TASK DIRECTIONS ::
Quote the part of the listing that opens with the line containing "Target — girl's hand" and closes with the line containing "column 387, row 590", copying those lines word for word.

RECORDS FOR THIS EXERCISE ::
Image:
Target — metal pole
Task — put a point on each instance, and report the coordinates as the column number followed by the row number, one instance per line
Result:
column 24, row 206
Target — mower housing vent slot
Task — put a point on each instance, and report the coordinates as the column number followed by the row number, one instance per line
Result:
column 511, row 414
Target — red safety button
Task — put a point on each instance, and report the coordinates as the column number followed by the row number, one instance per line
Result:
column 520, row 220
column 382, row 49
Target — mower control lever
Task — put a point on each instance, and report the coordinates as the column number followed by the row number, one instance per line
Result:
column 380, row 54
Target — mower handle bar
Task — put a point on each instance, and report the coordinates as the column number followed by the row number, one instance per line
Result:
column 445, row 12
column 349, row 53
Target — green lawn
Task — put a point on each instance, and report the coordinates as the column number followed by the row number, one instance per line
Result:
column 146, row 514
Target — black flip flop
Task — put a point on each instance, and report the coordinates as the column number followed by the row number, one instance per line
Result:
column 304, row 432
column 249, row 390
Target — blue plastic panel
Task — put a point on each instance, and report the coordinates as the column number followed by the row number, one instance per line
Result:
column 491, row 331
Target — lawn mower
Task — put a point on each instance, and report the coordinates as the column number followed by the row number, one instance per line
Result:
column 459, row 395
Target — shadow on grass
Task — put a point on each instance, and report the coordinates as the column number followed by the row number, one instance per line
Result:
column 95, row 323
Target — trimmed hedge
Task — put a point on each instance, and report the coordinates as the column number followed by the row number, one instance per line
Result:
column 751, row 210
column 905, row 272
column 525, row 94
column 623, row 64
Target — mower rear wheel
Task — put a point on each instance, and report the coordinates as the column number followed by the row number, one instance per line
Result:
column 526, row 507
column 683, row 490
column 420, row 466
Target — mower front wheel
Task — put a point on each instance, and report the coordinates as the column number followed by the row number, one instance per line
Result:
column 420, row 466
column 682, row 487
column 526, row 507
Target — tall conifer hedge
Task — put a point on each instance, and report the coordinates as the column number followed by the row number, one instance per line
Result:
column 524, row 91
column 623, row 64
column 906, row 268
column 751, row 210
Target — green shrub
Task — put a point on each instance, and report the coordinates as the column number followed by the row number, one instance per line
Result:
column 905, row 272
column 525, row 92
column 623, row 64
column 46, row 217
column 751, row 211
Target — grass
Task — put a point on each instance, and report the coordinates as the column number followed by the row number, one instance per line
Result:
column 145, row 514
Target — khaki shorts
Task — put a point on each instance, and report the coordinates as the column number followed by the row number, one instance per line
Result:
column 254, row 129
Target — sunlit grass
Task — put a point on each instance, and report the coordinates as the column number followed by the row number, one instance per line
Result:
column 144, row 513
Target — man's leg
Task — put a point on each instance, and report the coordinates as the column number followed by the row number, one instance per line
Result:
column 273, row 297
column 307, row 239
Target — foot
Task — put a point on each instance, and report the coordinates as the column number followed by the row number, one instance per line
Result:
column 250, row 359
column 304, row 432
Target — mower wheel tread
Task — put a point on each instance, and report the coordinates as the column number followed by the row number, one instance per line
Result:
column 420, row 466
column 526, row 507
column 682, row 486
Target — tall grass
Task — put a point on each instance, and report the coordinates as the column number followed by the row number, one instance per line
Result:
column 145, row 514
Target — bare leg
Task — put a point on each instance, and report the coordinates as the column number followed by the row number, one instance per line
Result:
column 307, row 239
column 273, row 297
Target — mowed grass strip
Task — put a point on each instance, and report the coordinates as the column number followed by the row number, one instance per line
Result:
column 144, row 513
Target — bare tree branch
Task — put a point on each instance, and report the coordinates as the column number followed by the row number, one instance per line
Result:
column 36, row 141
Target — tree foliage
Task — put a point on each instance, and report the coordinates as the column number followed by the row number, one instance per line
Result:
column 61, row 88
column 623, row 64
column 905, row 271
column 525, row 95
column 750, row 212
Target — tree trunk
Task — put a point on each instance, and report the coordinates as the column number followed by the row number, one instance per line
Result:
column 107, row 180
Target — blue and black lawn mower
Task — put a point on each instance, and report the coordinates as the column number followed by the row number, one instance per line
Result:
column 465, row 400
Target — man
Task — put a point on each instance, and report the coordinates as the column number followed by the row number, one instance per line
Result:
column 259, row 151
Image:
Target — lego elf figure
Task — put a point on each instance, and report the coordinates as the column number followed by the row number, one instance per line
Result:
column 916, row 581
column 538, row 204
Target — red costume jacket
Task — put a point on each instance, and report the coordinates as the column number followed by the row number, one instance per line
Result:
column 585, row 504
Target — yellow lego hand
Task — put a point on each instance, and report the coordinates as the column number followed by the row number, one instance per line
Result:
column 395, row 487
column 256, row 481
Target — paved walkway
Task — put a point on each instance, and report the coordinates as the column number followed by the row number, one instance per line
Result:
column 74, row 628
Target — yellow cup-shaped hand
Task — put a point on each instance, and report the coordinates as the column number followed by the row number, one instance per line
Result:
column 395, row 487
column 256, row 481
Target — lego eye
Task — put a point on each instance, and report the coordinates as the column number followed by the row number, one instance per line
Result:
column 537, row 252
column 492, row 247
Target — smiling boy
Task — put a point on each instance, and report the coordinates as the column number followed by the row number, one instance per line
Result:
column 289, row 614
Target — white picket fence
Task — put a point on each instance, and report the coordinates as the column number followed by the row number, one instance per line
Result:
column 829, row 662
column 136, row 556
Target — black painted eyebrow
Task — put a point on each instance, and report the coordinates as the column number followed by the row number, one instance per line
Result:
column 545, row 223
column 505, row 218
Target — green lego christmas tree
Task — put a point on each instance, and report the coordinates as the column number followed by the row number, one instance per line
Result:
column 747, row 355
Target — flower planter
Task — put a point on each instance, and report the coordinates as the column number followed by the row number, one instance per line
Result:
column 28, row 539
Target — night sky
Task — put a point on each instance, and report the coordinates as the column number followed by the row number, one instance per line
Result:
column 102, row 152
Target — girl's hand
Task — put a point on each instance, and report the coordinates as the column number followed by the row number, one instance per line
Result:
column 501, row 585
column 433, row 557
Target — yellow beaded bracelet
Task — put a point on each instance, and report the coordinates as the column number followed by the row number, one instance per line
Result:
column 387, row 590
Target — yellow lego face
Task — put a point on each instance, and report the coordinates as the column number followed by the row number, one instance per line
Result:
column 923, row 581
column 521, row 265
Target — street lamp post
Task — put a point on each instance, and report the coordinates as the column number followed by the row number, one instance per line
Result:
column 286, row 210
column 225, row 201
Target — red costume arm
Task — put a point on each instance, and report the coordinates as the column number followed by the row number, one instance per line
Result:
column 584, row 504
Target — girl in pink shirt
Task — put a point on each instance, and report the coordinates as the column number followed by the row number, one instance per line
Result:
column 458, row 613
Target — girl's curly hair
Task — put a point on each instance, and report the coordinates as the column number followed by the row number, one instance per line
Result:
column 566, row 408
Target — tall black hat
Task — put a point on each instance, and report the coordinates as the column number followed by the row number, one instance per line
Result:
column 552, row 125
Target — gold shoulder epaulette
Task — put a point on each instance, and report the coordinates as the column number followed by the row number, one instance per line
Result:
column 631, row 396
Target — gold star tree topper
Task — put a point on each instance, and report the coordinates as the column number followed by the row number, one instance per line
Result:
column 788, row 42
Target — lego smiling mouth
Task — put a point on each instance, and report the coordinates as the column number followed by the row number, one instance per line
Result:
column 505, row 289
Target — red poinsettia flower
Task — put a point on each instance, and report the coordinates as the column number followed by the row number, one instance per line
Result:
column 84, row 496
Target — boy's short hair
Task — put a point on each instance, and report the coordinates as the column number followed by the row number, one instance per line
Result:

RESULT OF THIS EXERCISE ::
Target — girl's hand
Task — put a point on each instance, and report the coordinates as the column number followed by the row number, one instance per line
Result:
column 501, row 585
column 433, row 557
Target — yellow beaded bracelet
Task — put a point on each instance, and report the coordinates as the column number followed by the row number, one instance per line
Result:
column 387, row 590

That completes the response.